- Data supplied -
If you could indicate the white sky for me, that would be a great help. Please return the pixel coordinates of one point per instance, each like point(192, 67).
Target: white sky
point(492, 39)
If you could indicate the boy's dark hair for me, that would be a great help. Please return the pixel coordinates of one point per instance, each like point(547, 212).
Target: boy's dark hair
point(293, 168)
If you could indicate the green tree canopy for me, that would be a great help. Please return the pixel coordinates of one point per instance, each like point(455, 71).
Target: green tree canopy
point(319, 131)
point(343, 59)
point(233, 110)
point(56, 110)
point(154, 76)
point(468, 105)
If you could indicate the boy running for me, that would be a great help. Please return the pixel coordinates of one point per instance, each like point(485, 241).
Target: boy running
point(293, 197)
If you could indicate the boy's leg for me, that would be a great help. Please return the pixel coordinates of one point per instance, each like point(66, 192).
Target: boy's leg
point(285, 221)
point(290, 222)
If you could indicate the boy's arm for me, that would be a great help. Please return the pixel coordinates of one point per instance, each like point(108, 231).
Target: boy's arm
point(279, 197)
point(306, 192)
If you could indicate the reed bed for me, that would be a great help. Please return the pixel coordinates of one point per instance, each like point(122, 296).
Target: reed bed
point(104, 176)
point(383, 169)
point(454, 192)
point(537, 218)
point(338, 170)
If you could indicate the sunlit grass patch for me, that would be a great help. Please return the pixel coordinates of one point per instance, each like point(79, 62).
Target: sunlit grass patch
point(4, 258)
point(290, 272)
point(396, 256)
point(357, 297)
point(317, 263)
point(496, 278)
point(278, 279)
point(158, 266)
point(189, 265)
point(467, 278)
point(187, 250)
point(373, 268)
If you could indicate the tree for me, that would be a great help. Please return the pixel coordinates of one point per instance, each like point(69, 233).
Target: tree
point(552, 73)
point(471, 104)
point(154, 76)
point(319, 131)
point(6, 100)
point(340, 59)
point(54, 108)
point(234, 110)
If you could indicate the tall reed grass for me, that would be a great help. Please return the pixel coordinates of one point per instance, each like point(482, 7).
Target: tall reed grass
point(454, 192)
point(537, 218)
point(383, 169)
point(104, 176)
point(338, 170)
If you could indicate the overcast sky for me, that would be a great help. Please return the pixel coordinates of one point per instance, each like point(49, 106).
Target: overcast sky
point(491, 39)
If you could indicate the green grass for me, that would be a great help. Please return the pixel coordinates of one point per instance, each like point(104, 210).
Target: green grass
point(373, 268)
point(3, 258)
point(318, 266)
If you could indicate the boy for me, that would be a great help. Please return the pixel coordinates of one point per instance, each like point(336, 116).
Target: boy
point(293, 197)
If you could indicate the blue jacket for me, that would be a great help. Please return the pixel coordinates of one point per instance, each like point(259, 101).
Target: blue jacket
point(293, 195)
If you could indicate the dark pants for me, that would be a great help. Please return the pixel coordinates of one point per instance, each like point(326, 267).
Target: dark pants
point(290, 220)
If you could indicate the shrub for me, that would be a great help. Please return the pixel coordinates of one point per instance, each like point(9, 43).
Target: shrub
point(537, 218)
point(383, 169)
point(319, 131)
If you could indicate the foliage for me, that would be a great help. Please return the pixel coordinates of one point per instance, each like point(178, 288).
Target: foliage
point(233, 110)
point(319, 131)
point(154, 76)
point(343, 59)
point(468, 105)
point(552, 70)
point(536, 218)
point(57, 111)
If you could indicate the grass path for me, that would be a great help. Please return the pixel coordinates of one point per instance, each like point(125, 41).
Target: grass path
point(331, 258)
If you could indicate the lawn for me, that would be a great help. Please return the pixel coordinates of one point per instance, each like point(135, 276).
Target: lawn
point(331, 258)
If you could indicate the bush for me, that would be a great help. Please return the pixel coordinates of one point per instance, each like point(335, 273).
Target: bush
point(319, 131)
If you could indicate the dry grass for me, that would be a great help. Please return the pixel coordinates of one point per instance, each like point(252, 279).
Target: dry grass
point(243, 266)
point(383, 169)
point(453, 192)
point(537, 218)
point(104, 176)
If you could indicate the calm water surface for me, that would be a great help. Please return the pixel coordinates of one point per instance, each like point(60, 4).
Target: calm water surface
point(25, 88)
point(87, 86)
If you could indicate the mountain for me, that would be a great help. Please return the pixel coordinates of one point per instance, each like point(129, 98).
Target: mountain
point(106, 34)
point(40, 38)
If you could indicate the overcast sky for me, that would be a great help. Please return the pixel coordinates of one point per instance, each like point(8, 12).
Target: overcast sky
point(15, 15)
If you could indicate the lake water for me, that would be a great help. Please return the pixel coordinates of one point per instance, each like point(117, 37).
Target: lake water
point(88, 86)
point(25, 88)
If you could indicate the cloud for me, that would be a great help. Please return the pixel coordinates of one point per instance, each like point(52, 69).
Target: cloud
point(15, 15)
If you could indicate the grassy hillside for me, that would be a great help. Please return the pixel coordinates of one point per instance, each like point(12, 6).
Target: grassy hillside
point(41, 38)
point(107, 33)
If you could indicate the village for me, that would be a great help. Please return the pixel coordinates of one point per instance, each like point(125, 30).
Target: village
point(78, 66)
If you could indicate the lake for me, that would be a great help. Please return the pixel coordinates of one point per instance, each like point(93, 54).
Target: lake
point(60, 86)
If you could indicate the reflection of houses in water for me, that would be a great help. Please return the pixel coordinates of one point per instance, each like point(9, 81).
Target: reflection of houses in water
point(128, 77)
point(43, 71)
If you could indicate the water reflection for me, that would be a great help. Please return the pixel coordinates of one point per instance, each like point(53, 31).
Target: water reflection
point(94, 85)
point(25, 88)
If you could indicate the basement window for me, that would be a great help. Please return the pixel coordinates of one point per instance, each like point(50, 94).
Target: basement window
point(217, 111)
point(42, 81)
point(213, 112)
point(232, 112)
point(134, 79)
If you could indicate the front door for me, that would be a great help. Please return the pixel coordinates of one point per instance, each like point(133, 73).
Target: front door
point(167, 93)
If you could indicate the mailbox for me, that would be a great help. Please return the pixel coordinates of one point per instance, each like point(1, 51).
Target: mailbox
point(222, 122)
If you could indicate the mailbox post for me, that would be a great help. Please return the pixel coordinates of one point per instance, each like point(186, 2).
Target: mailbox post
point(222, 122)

- Requirement -
Rewrite each line of the material above as a JSON list of strings, one string per line, with blank lines omitted.

- Complete output -
[
  "If you could indicate the white sky for me, that would be a great help. Please return the pixel coordinates of one point per instance, each like point(192, 67).",
  "Target: white sky",
  "point(492, 39)",
  "If you could indicate the boy's dark hair for me, that would be a great help. Please return the pixel coordinates of one point per instance, each like point(547, 212).",
  "Target: boy's dark hair",
  "point(293, 168)",
  "If you could indicate the green tree canopy for me, that would be a great help. Please return the pixel coordinates of one point per instance, each like point(455, 71).",
  "Target: green tree canopy",
  "point(319, 131)",
  "point(343, 59)",
  "point(233, 110)",
  "point(56, 110)",
  "point(154, 76)",
  "point(468, 105)",
  "If you could indicate the boy running for me, that would be a great help. Please return the pixel coordinates of one point per instance, each like point(485, 241).",
  "Target: boy running",
  "point(293, 197)",
  "If you could indicate the boy's leg for me, that would be a great help. Please return the pixel coordinates of one point per instance, each like point(66, 192).",
  "Target: boy's leg",
  "point(285, 221)",
  "point(290, 222)",
  "If you could indicate the boy's arm for me, that would be a great help. Please return the pixel coordinates of one point per instance, each like point(108, 231).",
  "Target: boy's arm",
  "point(279, 197)",
  "point(306, 192)",
  "If you could indicate the reed bed for me, that would be a great help. Please return the pixel coordinates of one point per instance, each like point(122, 296).",
  "Target: reed bed",
  "point(104, 176)",
  "point(383, 169)",
  "point(454, 192)",
  "point(537, 218)",
  "point(338, 170)",
  "If you could indicate the sunlit grass patch for me, that would be a great help. Please return the pixel coordinates of one point per instance, each like point(79, 62).",
  "Target: sunlit grass patch",
  "point(4, 258)",
  "point(290, 272)",
  "point(396, 256)",
  "point(357, 297)",
  "point(317, 263)",
  "point(496, 278)",
  "point(278, 279)",
  "point(158, 266)",
  "point(189, 265)",
  "point(467, 278)",
  "point(187, 250)",
  "point(373, 268)",
  "If you could indicate the tree for me, that would be a great help. Please return the pixel coordinates of one point per instance, each like point(69, 233).",
  "Target: tree",
  "point(552, 73)",
  "point(471, 104)",
  "point(154, 76)",
  "point(319, 131)",
  "point(6, 100)",
  "point(340, 59)",
  "point(54, 108)",
  "point(234, 110)",
  "If you could indicate the tall reed grass for me, that would be a great help. Please return the pixel coordinates of one point per instance, each like point(482, 7).",
  "Target: tall reed grass",
  "point(454, 192)",
  "point(537, 218)",
  "point(383, 169)",
  "point(104, 176)",
  "point(338, 170)",
  "If you could indicate the overcast sky for me, that would be a great help. Please return the pixel coordinates of one point per instance, each like point(49, 106).",
  "Target: overcast sky",
  "point(491, 39)",
  "If you could indicate the green grass for me, that would be a great help. Please return the pixel coordinates of one point per instance, each like point(104, 210).",
  "Target: green grass",
  "point(373, 268)",
  "point(3, 258)",
  "point(318, 266)",
  "If you could indicate the boy for me, that would be a great help. Please return the pixel coordinates of one point per instance, each like point(336, 116).",
  "Target: boy",
  "point(293, 197)",
  "If you could indicate the blue jacket for me, that would be a great help. Please return the pixel coordinates of one point per instance, each like point(259, 101).",
  "Target: blue jacket",
  "point(293, 195)",
  "If you could indicate the dark pants for me, that would be a great help. Please return the pixel coordinates of one point per instance, each like point(326, 267).",
  "Target: dark pants",
  "point(290, 220)",
  "If you could indicate the shrub for me, that would be a great help. Please return the pixel coordinates of one point per instance, each like point(9, 43).",
  "Target: shrub",
  "point(537, 218)",
  "point(383, 169)",
  "point(319, 131)",
  "If you could indicate the foliage for me, that would be a great help. Please return the pixel coordinates of one point per instance, each like point(178, 288).",
  "Target: foliage",
  "point(233, 110)",
  "point(319, 131)",
  "point(154, 76)",
  "point(343, 59)",
  "point(468, 105)",
  "point(552, 70)",
  "point(536, 218)",
  "point(57, 111)",
  "If you could indicate the grass path for me, that would be a great help. Please return the pixel coordinates of one point per instance, each like point(125, 41).",
  "Target: grass path",
  "point(331, 258)",
  "If you could indicate the lawn for me, that would be a great help. Please return the pixel coordinates of one point per instance, each like point(135, 276).",
  "Target: lawn",
  "point(331, 258)",
  "If you could indicate the bush for me, that would be a great help. Please return the pixel coordinates of one point per instance, each like point(335, 273).",
  "Target: bush",
  "point(319, 131)",
  "If you could indicate the dry grass for me, that would be a great help. Please return the pixel coordinates of one point per instance, each like point(252, 279).",
  "Target: dry grass",
  "point(243, 266)",
  "point(383, 169)",
  "point(453, 192)",
  "point(537, 218)",
  "point(104, 176)",
  "If you could indicate the calm water surface for me, that would be a great help. Please return the pixel coordinates of one point per instance, each like point(60, 4).",
  "Target: calm water surface",
  "point(25, 88)",
  "point(87, 86)",
  "If you could indicate the mountain for me, that would be a great help. Please return the pixel coordinates of one point per instance, each like point(129, 98).",
  "Target: mountain",
  "point(106, 34)",
  "point(40, 38)",
  "If you could indicate the overcast sky for me, that would be a great help. Please return the pixel coordinates of one point per instance, each like point(8, 12).",
  "Target: overcast sky",
  "point(15, 15)",
  "If you could indicate the lake water for me, that would be a great help. Please return the pixel coordinates of one point per instance, each like point(117, 37).",
  "Target: lake water",
  "point(88, 86)",
  "point(25, 88)",
  "If you could indicate the cloud for me, that would be a great help. Please return the pixel coordinates of one point per instance, each like point(52, 69).",
  "Target: cloud",
  "point(15, 15)",
  "If you could indicate the grassy hillside for me, that would be a great help. Please return the pixel coordinates of one point per instance, each like point(12, 6).",
  "Target: grassy hillside",
  "point(41, 38)",
  "point(107, 33)",
  "If you could indicate the village for me, that would be a great help. Please return the pixel coordinates of one point per instance, each like point(125, 30).",
  "Target: village",
  "point(78, 66)",
  "If you could indicate the lake for me, that would be a great help. Please return the pixel coordinates of one point per instance, each like point(93, 54).",
  "Target: lake",
  "point(60, 86)",
  "If you could indicate the reflection of houses in water for me, that would be a great help. Please return the pixel coordinates of one point per instance, each like point(9, 81).",
  "Target: reflection of houses in water",
  "point(128, 77)",
  "point(43, 71)",
  "If you could indicate the water reflection for me, that would be a great help. Please return the pixel coordinates of one point per instance, each like point(53, 31).",
  "Target: water reflection",
  "point(94, 85)",
  "point(25, 88)",
  "If you could indicate the basement window for me, that would be a great help. Please return the pixel coordinates of one point per instance, each like point(50, 94).",
  "Target: basement window",
  "point(217, 111)",
  "point(42, 81)",
  "point(213, 112)",
  "point(232, 112)",
  "point(134, 79)",
  "If you could indicate the front door for me, that would be a great help. Please return the pixel coordinates of one point per instance, each like point(133, 73).",
  "Target: front door",
  "point(167, 93)",
  "If you could indicate the mailbox for me, that would be a great help. Please return the pixel coordinates of one point per instance, each like point(1, 51).",
  "Target: mailbox",
  "point(222, 122)",
  "If you could indicate the mailbox post for me, that would be a great help. Please return the pixel coordinates of one point per instance, each like point(186, 2).",
  "Target: mailbox post",
  "point(222, 122)"
]